━━━━━ PAGE
Not using multiprocessing, but getting CUDA error re. forked subprocess

mcskwayrd · August 28, 2019, 9:11pm

Hi, I have some code that was working with PyTorch a couple releases ago.

But with the latest pip version (stable, Linux, CUDA 10.0, Python 3.7) I get an error:
"RuntimeError: Cannot re-initialize CUDA in forked subprocess. To use CUDA with multiprocessing, you must use the ‘spawn’ start method"

But I’m not using multiprocessing. Or DataParallel either.

The extent of my ‘parallelization’ is the following…

def worker_init(worker_id):
    """
    used with PyTorch DataLoader so that we can grab random bits of files or
    synth random input data on the fly
    Without this you get the same thing every epoch
    """
    # NOTE that this current implementation prevents strict reproducability
    np.random.seed()

Then in my training code…

dataloader = DataLoader(my_dataset, ...., num_workers=10, worker_init_fn=worker_init)

and the error occurs at the following line in my code:

for x, y in dataloader:

The error is:
RuntimeError: Caught RuntimeError in DataLoader worker process 0.
…more lines of error message, ending with…

"Cannot re-initialize CUDA in forked subprocess. " + msg)

RuntimeError: Cannot re-initialize CUDA in forked subprocess. To use CUDA with multiprocessing, you must use the 'spawn' start method

I was not aware I was re-initializing CUDA.

As a possible fix anyway, I tried adding the lines of code that I see recommended if one were using mutliprocessing:

from torch.multiprocessing import Pool, Process, set_start_method, cpu_count
try:
    set_start_method('spawn')
except RuntimeError:
    pass

…but these have no effect.
━━━━━━━━━━
━━━━━ DATASET EXCERPTS
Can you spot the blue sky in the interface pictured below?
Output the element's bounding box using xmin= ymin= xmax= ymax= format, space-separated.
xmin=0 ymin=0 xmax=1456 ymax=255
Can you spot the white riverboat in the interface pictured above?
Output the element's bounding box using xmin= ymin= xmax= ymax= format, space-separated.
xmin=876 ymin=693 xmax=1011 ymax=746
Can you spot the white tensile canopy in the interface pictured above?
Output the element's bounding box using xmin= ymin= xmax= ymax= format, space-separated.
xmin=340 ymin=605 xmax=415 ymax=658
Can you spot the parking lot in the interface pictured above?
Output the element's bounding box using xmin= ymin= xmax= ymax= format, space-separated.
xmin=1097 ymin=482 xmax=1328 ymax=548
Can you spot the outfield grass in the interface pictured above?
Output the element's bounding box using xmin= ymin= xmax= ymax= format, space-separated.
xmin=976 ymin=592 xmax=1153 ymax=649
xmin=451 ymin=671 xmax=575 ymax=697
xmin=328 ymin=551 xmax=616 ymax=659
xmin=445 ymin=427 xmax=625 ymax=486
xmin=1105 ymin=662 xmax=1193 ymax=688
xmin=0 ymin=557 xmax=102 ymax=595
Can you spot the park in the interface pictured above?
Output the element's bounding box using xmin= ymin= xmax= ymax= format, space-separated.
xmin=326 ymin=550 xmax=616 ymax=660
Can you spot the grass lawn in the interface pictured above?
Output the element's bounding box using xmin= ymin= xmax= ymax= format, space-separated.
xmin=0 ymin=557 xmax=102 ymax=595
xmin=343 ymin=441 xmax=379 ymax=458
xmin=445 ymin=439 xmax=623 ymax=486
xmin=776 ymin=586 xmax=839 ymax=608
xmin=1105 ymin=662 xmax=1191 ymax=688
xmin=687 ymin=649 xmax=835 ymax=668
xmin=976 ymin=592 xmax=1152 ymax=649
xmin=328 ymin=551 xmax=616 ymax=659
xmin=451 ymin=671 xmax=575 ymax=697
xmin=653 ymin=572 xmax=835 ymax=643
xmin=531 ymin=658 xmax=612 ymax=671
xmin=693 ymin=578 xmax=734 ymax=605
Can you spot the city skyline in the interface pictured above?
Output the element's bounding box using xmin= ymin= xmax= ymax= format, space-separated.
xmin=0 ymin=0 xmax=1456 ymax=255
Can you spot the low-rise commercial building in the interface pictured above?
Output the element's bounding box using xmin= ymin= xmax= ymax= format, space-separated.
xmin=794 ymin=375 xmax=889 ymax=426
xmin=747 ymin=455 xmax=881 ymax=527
━━━━━━━━━━
• **WHAT YOU SHOULD DO**:
In the forum thread, which names are imported from torch.multiprocessing? Work only from the forum thread for this.

• **FULL OUTPUT**:
- Pool
- Process
- set_start_method
- cpu_count